● Exercise
Repeat every record below, word for word.

☆ ☆ ☆

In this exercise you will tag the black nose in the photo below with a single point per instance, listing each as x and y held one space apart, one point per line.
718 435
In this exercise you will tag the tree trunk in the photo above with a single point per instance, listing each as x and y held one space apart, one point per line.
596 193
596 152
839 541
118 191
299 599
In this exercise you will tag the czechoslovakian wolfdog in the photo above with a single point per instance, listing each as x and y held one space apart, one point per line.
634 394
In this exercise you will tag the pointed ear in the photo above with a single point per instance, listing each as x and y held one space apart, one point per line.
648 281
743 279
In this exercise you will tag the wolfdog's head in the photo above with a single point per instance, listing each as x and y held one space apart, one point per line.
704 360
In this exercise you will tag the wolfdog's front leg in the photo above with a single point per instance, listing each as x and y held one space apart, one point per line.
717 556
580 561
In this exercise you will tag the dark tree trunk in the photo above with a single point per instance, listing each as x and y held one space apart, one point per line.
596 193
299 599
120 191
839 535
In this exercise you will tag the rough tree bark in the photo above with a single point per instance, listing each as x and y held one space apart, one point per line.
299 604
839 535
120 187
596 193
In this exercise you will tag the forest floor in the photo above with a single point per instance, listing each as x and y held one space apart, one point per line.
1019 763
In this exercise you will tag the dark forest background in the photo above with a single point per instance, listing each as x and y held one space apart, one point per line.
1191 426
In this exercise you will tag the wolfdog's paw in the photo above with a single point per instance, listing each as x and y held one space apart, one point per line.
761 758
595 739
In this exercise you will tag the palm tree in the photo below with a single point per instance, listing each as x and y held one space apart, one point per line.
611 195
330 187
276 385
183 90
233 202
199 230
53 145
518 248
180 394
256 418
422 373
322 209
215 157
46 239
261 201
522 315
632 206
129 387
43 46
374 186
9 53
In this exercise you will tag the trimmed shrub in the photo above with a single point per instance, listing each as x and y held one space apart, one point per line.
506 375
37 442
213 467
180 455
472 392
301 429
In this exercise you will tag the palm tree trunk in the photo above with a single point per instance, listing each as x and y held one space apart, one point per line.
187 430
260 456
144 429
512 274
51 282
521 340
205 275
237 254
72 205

☆ ☆ ☆

● Response below
In this exercise you will tag the black nose in the photo below with a single point per instance, listing each as x and y held one space apart, one point per line.
718 435
In this exercise you will tag the tree trunk in the photo above with a single point per instance, listing each as x and y held one space apart, one point per line.
596 193
596 152
839 541
118 191
299 599
In this exercise you will tag the czechoslovakian wolfdog in the photo above with a single point per instance, listing each as x and y held one space apart, one point per line.
634 394
In this exercise you will tag the pointed ear in the photo above with a single point per instance, listing each as x and y held one space apart, one point per line.
648 281
743 279
In this exercise you will tag the wolfdog's head in the photo above with a single point per instance, listing each as x and y held one space apart, one point per line.
704 360
In this exercise you will tag the wolfdog's front leg in the photo above with a single point per instance, listing each as x and y held one space apart, one point per line.
717 556
580 561
In this exercise you will tag the dark tree trunk in the photo above with a single point per instance, listing each as x and y held one space apart, one point per line.
596 193
299 599
120 191
839 535
In this exercise you will tag the rough tree bark in the photo above with a single point per instance, listing each as x and y held one space apart, one point per line.
299 604
839 535
120 187
596 193
In this exercise you will tag the forest floor in the photo above with a single point per instance, listing each as x and y held one space apart, one point per line.
1019 763
In this exercise you will tag the dark forest background in the photo above with a single point per instance, listing each as x and y held one space apart, one point per line.
1191 426
In this exercise you will tag the wolfdog's paw in the photo above with a single point per instance, listing each as x and y held one space apart, one point per line.
761 758
595 739
In this exercise you will tag the palm tree in the photo below with a single point per instance, listing each as x and y held one space apart, one point per line.
611 195
330 187
276 385
183 90
233 202
199 230
53 145
518 248
180 394
256 418
422 373
322 209
215 157
46 239
261 201
522 315
632 206
129 387
43 46
374 186
9 53
In this exercise you will tag the trimmed shrub in the photo above with a single point per instance, listing each as x and y held one space apart, one point per line.
506 375
37 442
213 467
180 455
472 392
301 429
In this exercise you will tag the palm tree trunk in the photo above with a single point per instance, listing each as x and y held one space apart, one point per line.
187 430
260 456
144 429
512 274
51 282
521 340
205 275
237 254
72 205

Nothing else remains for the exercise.